THE DATA Block Start

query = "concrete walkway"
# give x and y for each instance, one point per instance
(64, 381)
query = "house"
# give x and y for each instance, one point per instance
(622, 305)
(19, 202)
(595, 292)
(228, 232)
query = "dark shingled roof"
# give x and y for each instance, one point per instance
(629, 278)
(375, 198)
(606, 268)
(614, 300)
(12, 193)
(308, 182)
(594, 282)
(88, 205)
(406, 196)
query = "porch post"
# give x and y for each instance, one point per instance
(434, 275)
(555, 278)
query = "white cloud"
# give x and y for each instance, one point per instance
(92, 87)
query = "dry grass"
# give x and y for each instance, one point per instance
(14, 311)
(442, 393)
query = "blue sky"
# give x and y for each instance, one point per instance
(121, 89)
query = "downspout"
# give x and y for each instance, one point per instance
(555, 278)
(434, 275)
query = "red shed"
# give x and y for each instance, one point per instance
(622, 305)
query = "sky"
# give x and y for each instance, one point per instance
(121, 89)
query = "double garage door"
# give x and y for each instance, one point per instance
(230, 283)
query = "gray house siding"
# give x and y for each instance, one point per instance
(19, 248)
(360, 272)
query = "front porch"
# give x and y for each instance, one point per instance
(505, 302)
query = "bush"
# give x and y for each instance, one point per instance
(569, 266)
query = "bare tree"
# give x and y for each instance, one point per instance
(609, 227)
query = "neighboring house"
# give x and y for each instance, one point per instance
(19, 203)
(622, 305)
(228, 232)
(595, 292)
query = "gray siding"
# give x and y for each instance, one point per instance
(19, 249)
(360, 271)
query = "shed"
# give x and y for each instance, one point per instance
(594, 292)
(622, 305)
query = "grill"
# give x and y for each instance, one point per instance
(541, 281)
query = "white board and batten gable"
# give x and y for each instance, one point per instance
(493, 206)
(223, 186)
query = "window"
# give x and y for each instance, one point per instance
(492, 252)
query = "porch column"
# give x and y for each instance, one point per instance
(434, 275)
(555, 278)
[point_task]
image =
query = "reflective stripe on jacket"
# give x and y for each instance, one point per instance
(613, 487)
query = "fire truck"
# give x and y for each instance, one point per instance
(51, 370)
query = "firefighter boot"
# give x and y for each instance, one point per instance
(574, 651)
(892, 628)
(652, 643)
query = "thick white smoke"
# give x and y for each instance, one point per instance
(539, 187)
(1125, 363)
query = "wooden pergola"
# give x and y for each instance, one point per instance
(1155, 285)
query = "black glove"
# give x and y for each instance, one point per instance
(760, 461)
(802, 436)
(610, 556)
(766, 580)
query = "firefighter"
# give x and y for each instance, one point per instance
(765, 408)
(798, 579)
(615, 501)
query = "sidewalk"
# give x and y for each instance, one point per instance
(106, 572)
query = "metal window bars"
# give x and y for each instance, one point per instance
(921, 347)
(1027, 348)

THE DATA Block End

§ **HOW TO COMPLETE THIS TASK**
Return every line of the material above exactly.

§ **WRITTEN REPLY**
query = "concrete walkway"
# give x and y for each instance, one point per instance
(64, 381)
query = "house"
# give x and y for each instance, one point per instance
(622, 305)
(19, 202)
(595, 292)
(228, 232)
query = "dark shingled roof"
# give x and y for each instance, one point per instance
(629, 278)
(375, 198)
(606, 268)
(614, 300)
(12, 193)
(308, 182)
(594, 282)
(88, 205)
(406, 196)
query = "porch post"
# give x and y for each instance, one point per instance
(434, 275)
(555, 278)
query = "white cloud"
# give x and y for each instance, one point per instance
(92, 87)
query = "dry grass"
# give x and y for each instance, one point per instance
(14, 311)
(442, 393)
query = "blue sky"
# give x and y for each instance, one point per instance
(121, 89)
query = "downspout"
# give x and y for each instance, one point per instance
(555, 278)
(434, 275)
query = "red shed"
# give x and y for each instance, one point per instance
(622, 305)
query = "sky"
# give x and y for each instance, one point per instance
(121, 89)
query = "double garage door"
# give x and y for each instance, one point per instance
(230, 283)
query = "gray house siding"
# give x and y for each instance, one point per instance
(19, 248)
(360, 272)
query = "front porch"
# give x and y for each instance, one point per instance
(505, 302)
query = "bush"
# give x and y for each instance, one point per instance
(569, 266)
query = "bare tree"
# give x and y for each instance, one point per instance
(609, 227)
query = "neighboring house"
# give x and y for each instance, one point per instance
(19, 203)
(622, 305)
(228, 232)
(595, 292)
query = "gray siding"
# give x and y for each instance, one point per instance
(19, 249)
(360, 271)
query = "shed"
# give x and y for each instance, one point per instance
(594, 292)
(622, 305)
query = "grill"
# give x and y for each instance, one point per instance
(541, 281)
query = "white board and batten gable"
# give x and y for each instance, one point per instance
(493, 206)
(223, 186)
query = "window"
# give x and y for each instance, one point per instance
(492, 252)
query = "porch column"
# give x and y for each instance, one point per instance
(434, 275)
(555, 278)
[point_task]
image =
query = "reflective stripe on jacket"
# give x and y for each instance, one point per instance
(613, 487)
query = "fire truck"
# give x and y for each instance, one point per instance
(51, 370)
query = "firefighter boot"
# give x and y for each instance, one point per instance
(574, 651)
(892, 628)
(652, 643)
query = "thick white smoke"
# give x and y for each instance, one point per instance
(539, 187)
(1125, 363)
query = "wooden pergola"
# give x and y for each instance, one point per instance
(1155, 285)
query = "black glove"
# give x and y for each instance, one point per instance
(760, 461)
(802, 436)
(610, 556)
(766, 580)
query = "firefighter"
# give x and y for each instance, one point per instance
(765, 408)
(798, 579)
(615, 501)
query = "sidewalk"
# give x and y for each instance, one point per instance
(106, 572)
query = "metal window bars"
# give x and y for each instance, one point per instance
(921, 347)
(1027, 348)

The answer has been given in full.